■ YOUR ASSIGNMENT ■
In the listing below, a line holding "Target: white wall" and a line holding "in background in" mark the range. Retype both exactly, with all lines between them.

■ DATA IN THIS EXERCISE ■
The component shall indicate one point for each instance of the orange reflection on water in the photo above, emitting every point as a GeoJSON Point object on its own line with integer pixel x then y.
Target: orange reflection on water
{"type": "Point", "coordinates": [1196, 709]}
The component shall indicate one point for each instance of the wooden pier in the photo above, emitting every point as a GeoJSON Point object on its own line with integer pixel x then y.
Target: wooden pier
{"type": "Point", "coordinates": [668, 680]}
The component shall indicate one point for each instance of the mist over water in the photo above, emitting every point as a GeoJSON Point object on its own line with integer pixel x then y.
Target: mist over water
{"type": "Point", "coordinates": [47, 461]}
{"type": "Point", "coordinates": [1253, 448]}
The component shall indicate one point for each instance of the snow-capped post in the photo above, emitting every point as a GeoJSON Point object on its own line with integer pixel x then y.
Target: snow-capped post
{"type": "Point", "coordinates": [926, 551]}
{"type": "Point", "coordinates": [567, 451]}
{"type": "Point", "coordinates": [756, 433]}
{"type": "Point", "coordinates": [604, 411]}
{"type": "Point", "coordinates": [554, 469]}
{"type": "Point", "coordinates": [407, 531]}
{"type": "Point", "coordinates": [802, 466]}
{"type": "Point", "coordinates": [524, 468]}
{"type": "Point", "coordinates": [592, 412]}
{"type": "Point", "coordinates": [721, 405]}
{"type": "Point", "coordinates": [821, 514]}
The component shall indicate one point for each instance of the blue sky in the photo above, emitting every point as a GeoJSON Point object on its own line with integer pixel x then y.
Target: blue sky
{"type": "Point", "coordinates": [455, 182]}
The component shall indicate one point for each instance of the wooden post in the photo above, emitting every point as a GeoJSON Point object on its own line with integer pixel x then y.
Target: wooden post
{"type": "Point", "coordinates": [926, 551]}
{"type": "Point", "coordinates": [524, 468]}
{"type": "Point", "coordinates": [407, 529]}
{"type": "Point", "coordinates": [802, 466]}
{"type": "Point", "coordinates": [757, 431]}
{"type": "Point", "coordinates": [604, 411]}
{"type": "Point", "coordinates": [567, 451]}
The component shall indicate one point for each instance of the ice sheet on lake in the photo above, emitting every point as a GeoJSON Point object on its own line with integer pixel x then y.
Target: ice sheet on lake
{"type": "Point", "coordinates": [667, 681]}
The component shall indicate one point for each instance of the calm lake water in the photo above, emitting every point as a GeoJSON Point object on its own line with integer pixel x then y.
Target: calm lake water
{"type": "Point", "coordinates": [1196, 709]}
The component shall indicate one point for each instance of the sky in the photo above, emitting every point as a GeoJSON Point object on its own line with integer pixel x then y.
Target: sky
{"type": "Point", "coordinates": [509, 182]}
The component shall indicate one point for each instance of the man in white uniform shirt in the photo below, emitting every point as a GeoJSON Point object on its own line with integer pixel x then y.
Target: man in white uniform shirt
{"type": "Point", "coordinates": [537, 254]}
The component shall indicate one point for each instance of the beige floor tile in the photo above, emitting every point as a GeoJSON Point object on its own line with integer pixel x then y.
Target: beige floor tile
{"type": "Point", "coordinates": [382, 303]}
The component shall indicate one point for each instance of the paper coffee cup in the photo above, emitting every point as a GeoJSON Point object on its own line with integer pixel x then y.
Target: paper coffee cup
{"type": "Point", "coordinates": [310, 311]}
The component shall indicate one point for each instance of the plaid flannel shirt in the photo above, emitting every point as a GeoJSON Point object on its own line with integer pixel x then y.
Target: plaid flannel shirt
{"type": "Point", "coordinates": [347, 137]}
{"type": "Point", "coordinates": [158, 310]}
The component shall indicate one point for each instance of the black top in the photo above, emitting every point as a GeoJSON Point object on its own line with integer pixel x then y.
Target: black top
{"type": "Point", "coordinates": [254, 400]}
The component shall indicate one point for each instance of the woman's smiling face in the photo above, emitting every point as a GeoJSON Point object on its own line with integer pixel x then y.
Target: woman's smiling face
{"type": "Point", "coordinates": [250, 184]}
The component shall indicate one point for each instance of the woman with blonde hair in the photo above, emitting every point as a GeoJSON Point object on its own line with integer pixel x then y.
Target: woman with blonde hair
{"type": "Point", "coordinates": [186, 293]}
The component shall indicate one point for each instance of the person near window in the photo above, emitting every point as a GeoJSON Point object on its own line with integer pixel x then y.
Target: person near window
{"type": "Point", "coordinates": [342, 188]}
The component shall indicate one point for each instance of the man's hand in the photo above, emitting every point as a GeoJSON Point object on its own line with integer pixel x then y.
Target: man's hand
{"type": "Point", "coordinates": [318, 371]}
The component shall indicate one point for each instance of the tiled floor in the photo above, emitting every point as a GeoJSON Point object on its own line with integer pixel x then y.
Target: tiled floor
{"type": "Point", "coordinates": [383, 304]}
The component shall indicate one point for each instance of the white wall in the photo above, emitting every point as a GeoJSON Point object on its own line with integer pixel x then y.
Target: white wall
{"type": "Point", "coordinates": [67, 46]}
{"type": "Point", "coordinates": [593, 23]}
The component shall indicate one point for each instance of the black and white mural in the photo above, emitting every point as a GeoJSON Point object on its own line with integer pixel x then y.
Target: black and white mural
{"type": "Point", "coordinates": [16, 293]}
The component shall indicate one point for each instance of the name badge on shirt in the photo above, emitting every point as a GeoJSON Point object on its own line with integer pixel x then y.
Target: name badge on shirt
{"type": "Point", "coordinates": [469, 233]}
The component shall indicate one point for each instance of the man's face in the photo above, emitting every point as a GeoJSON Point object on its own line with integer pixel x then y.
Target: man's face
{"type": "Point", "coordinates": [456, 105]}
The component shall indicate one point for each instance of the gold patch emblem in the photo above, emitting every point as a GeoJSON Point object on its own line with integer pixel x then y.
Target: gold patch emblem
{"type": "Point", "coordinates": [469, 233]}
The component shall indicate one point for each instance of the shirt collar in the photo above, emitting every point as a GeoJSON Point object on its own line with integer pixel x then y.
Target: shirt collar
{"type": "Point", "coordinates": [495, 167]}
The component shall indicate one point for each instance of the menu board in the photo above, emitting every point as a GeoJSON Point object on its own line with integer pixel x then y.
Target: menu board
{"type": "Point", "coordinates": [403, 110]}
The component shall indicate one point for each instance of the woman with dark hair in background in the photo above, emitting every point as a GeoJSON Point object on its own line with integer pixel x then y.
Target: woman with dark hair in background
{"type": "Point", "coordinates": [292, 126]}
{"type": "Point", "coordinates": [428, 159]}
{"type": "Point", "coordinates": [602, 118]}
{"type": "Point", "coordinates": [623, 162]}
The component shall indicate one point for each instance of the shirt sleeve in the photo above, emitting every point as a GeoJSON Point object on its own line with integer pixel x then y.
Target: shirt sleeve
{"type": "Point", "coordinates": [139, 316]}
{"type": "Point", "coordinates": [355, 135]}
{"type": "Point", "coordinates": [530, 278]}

■ FINISHED EXERCISE ■
Target: white wall
{"type": "Point", "coordinates": [67, 46]}
{"type": "Point", "coordinates": [593, 23]}
The component shall indicate one point for each instance of the black and white mural in the photo above, emitting every point as a GeoJSON Point object on its own line with integer pixel x then y.
Target: black and white mural
{"type": "Point", "coordinates": [16, 293]}
The component shall indicate one point for each instance of the name badge on shirt in the photo above, emitting every point as a GeoJSON Point object on its own line with integer pixel x then y.
Target: name badge on shirt
{"type": "Point", "coordinates": [469, 233]}
The component shall indicate one point for each instance of the man's face in the photo above, emitting every point as a GeoJSON Point object on its own line with integer pixel x then y.
Target: man's face
{"type": "Point", "coordinates": [456, 105]}
The component shall indicate one point for each instance of the gold patch emblem in the photo above, emitting every point as a GeoJSON Point object on its own line with integer pixel x then y.
Target: gold patch emblem
{"type": "Point", "coordinates": [469, 233]}
The component shall indicate one point for each instance of the shirt collar in the photo above, emitting every point as a GeoJSON Point object on its own line with integer pixel x then y.
Target: shirt collar
{"type": "Point", "coordinates": [495, 167]}
The component shall indicate one point for each instance of the menu board in the photo above, emitting every point as a GeoJSON Point object on its own line with integer pixel x then y.
Target: menu board
{"type": "Point", "coordinates": [403, 110]}
The component shall indicate one point for each instance of the woman with dark hair in background in the photo above, emitting every point as a GeoJSON Point object on its own line with integer pixel x then y.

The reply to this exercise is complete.